REQUIRED ACTION: Down to the final line, write out the data below exactly.

Referring expression data:
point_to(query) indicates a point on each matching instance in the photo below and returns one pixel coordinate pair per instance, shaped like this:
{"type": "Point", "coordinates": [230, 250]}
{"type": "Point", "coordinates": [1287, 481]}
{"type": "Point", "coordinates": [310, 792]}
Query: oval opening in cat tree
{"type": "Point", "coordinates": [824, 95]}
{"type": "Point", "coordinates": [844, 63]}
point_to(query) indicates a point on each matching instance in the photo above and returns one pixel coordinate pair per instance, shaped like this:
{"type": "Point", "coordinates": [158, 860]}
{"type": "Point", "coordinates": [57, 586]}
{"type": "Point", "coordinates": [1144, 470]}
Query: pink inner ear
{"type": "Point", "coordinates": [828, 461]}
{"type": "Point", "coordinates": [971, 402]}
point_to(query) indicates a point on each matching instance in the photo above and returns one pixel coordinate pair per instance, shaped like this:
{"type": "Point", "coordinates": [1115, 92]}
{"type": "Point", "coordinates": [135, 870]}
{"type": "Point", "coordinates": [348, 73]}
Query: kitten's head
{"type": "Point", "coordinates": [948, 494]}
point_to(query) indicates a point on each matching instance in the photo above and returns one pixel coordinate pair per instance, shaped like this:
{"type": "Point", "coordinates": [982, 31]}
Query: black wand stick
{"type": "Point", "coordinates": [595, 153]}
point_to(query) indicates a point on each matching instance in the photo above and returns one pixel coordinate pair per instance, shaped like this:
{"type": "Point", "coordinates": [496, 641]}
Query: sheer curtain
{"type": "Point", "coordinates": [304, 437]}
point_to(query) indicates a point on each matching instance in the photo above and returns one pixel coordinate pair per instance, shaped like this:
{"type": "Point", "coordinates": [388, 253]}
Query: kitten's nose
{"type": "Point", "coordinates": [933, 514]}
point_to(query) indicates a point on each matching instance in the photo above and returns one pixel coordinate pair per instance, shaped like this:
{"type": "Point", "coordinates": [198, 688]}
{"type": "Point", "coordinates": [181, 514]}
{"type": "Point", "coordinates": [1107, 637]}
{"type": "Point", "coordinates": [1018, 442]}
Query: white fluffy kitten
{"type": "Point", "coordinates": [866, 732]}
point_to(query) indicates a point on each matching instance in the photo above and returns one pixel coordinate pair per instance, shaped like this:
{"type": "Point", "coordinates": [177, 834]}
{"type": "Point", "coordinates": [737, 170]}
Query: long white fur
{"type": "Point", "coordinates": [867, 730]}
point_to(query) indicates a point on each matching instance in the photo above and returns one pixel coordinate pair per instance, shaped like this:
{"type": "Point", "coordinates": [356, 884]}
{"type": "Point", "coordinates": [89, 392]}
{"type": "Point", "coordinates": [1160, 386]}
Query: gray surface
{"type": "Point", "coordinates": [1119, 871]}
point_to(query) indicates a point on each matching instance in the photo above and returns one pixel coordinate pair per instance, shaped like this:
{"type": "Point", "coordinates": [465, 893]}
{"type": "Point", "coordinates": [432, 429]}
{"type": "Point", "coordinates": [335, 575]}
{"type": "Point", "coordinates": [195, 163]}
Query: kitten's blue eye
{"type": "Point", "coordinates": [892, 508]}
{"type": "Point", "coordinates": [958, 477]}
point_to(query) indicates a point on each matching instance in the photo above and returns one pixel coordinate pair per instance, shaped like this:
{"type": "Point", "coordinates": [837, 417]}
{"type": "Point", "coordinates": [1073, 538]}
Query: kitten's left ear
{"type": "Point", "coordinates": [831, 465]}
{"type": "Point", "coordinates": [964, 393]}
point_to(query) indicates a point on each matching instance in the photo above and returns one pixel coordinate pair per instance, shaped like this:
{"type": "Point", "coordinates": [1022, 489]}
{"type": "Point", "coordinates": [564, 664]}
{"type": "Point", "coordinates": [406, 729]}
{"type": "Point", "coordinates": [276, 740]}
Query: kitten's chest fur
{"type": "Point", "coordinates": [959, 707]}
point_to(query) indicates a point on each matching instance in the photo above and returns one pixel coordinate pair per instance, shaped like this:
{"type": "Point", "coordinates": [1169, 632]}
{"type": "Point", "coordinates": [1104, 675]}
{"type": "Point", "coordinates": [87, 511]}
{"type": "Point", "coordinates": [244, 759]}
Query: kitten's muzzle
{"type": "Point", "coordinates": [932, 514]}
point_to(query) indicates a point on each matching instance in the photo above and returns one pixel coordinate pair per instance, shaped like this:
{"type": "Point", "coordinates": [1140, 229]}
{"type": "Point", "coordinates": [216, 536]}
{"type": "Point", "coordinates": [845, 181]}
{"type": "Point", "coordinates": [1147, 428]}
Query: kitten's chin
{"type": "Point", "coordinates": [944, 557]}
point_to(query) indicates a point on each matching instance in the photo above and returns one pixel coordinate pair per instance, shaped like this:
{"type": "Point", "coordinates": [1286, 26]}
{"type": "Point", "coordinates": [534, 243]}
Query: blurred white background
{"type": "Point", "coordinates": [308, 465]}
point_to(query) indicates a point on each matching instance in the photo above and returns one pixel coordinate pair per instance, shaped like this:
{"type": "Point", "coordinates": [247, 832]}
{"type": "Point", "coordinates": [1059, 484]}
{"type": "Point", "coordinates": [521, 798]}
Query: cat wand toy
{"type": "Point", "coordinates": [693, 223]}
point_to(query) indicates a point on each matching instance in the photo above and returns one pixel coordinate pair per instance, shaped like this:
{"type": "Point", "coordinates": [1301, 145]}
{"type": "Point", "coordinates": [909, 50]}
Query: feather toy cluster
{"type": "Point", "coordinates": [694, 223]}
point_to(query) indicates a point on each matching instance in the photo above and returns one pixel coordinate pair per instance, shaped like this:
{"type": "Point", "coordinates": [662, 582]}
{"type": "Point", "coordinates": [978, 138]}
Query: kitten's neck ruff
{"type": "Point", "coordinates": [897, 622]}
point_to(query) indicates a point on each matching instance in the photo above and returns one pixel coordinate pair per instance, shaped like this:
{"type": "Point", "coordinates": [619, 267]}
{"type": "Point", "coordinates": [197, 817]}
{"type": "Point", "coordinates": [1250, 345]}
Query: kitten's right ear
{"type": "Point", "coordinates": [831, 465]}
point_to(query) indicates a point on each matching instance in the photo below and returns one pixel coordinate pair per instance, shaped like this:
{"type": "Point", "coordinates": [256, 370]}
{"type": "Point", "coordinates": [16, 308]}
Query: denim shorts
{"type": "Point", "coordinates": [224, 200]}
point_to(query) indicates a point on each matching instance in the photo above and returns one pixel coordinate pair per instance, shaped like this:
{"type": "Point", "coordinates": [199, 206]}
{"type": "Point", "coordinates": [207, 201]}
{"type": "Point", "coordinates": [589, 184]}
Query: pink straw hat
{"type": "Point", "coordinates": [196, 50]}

TASK ANSWER:
point_to(query) indicates a point on each matching instance in the photo below and returns one pixel coordinate pair per instance, shaped like this:
{"type": "Point", "coordinates": [230, 250]}
{"type": "Point", "coordinates": [1287, 481]}
{"type": "Point", "coordinates": [310, 792]}
Query: oval opening in cat tree
{"type": "Point", "coordinates": [824, 95]}
{"type": "Point", "coordinates": [844, 63]}
point_to(query) indicates a point on each matching instance in the photo above and returns one pixel coordinate pair per instance, shaped like this:
{"type": "Point", "coordinates": [158, 860]}
{"type": "Point", "coordinates": [57, 586]}
{"type": "Point", "coordinates": [1144, 470]}
Query: pink inner ear
{"type": "Point", "coordinates": [828, 461]}
{"type": "Point", "coordinates": [971, 402]}
point_to(query) indicates a point on each matching instance in the photo above and returns one pixel coordinate pair per instance, shaped like this:
{"type": "Point", "coordinates": [1115, 92]}
{"type": "Point", "coordinates": [135, 870]}
{"type": "Point", "coordinates": [348, 73]}
Query: kitten's head
{"type": "Point", "coordinates": [948, 494]}
point_to(query) indicates a point on each matching instance in the photo above and returns one pixel coordinate pair per instance, shaped like this:
{"type": "Point", "coordinates": [982, 31]}
Query: black wand stick
{"type": "Point", "coordinates": [595, 153]}
point_to(query) indicates a point on each matching instance in the photo above and returns one pixel coordinate pair per instance, shaped like this:
{"type": "Point", "coordinates": [496, 641]}
Query: sheer curtain
{"type": "Point", "coordinates": [304, 437]}
point_to(query) indicates a point on each matching instance in the photo above and returns one pixel coordinate pair per instance, shaped like this:
{"type": "Point", "coordinates": [388, 253]}
Query: kitten's nose
{"type": "Point", "coordinates": [933, 514]}
point_to(query) indicates a point on each matching instance in the photo above and returns one pixel coordinate pair per instance, shaped like this:
{"type": "Point", "coordinates": [198, 688]}
{"type": "Point", "coordinates": [181, 514]}
{"type": "Point", "coordinates": [1107, 637]}
{"type": "Point", "coordinates": [1018, 442]}
Query: white fluffy kitten
{"type": "Point", "coordinates": [866, 732]}
point_to(query) indicates a point on each matching instance in the photo above and returns one pixel coordinate pair per instance, shaped like this:
{"type": "Point", "coordinates": [177, 834]}
{"type": "Point", "coordinates": [737, 170]}
Query: long white fur
{"type": "Point", "coordinates": [867, 730]}
point_to(query) indicates a point on each matching instance in the photo above and returns one pixel coordinate pair per instance, shaped like this:
{"type": "Point", "coordinates": [356, 884]}
{"type": "Point", "coordinates": [89, 392]}
{"type": "Point", "coordinates": [1160, 386]}
Query: gray surface
{"type": "Point", "coordinates": [1119, 871]}
point_to(query) indicates a point on each matching instance in the photo above and returns one pixel coordinate pair per instance, shaped like this:
{"type": "Point", "coordinates": [465, 893]}
{"type": "Point", "coordinates": [432, 429]}
{"type": "Point", "coordinates": [335, 575]}
{"type": "Point", "coordinates": [195, 163]}
Query: kitten's blue eye
{"type": "Point", "coordinates": [892, 508]}
{"type": "Point", "coordinates": [958, 477]}
point_to(query) indicates a point on each matching instance in the photo above and returns one pixel coordinate pair per instance, shaped like this:
{"type": "Point", "coordinates": [837, 417]}
{"type": "Point", "coordinates": [1073, 538]}
Query: kitten's left ear
{"type": "Point", "coordinates": [831, 465]}
{"type": "Point", "coordinates": [964, 393]}
point_to(query) indicates a point on each matching instance in the photo above and returns one pixel coordinate pair per instance, shaped like this:
{"type": "Point", "coordinates": [1022, 489]}
{"type": "Point", "coordinates": [564, 664]}
{"type": "Point", "coordinates": [406, 729]}
{"type": "Point", "coordinates": [276, 740]}
Query: kitten's chest fur
{"type": "Point", "coordinates": [959, 707]}
point_to(query) indicates a point on each matching instance in the photo above and returns one pixel coordinate pair per instance, shaped like this:
{"type": "Point", "coordinates": [1169, 632]}
{"type": "Point", "coordinates": [1104, 675]}
{"type": "Point", "coordinates": [87, 511]}
{"type": "Point", "coordinates": [244, 759]}
Query: kitten's muzzle
{"type": "Point", "coordinates": [932, 514]}
point_to(query) indicates a point on each matching instance in the photo above and returns one pixel coordinate pair per instance, shaped like this:
{"type": "Point", "coordinates": [1140, 229]}
{"type": "Point", "coordinates": [216, 536]}
{"type": "Point", "coordinates": [845, 181]}
{"type": "Point", "coordinates": [1147, 428]}
Query: kitten's chin
{"type": "Point", "coordinates": [944, 557]}
point_to(query) indicates a point on each matching instance in the photo above and returns one pixel coordinate pair per instance, shaped like this:
{"type": "Point", "coordinates": [1286, 26]}
{"type": "Point", "coordinates": [534, 243]}
Query: blurred white background
{"type": "Point", "coordinates": [308, 465]}
point_to(query) indicates a point on each matching instance in the photo above and returns one pixel coordinate pair per instance, shaped like this:
{"type": "Point", "coordinates": [247, 832]}
{"type": "Point", "coordinates": [1059, 484]}
{"type": "Point", "coordinates": [521, 798]}
Query: cat wand toy
{"type": "Point", "coordinates": [693, 223]}
point_to(query) indicates a point on each matching instance in the photo above and returns one pixel coordinate pair per instance, shaped like this:
{"type": "Point", "coordinates": [1301, 145]}
{"type": "Point", "coordinates": [909, 50]}
Query: feather toy cluster
{"type": "Point", "coordinates": [694, 223]}
point_to(query) indicates a point on each matching instance in the photo above and returns one pixel coordinate pair per instance, shaped like this:
{"type": "Point", "coordinates": [662, 582]}
{"type": "Point", "coordinates": [978, 138]}
Query: kitten's neck ruff
{"type": "Point", "coordinates": [897, 622]}
point_to(query) indicates a point on each matching instance in the photo above and returns one pixel coordinate pair per instance, shaped like this:
{"type": "Point", "coordinates": [619, 267]}
{"type": "Point", "coordinates": [197, 817]}
{"type": "Point", "coordinates": [1250, 345]}
Query: kitten's right ear
{"type": "Point", "coordinates": [831, 465]}
point_to(query) indicates a point on each matching instance in the photo below and returns one pixel coordinate pair per instance, shaped like this:
{"type": "Point", "coordinates": [256, 370]}
{"type": "Point", "coordinates": [16, 308]}
Query: denim shorts
{"type": "Point", "coordinates": [224, 200]}
point_to(query) indicates a point on each matching instance in the photo above and returns one pixel coordinate pair per instance, shaped like this:
{"type": "Point", "coordinates": [199, 206]}
{"type": "Point", "coordinates": [207, 201]}
{"type": "Point", "coordinates": [589, 184]}
Query: pink straw hat
{"type": "Point", "coordinates": [196, 50]}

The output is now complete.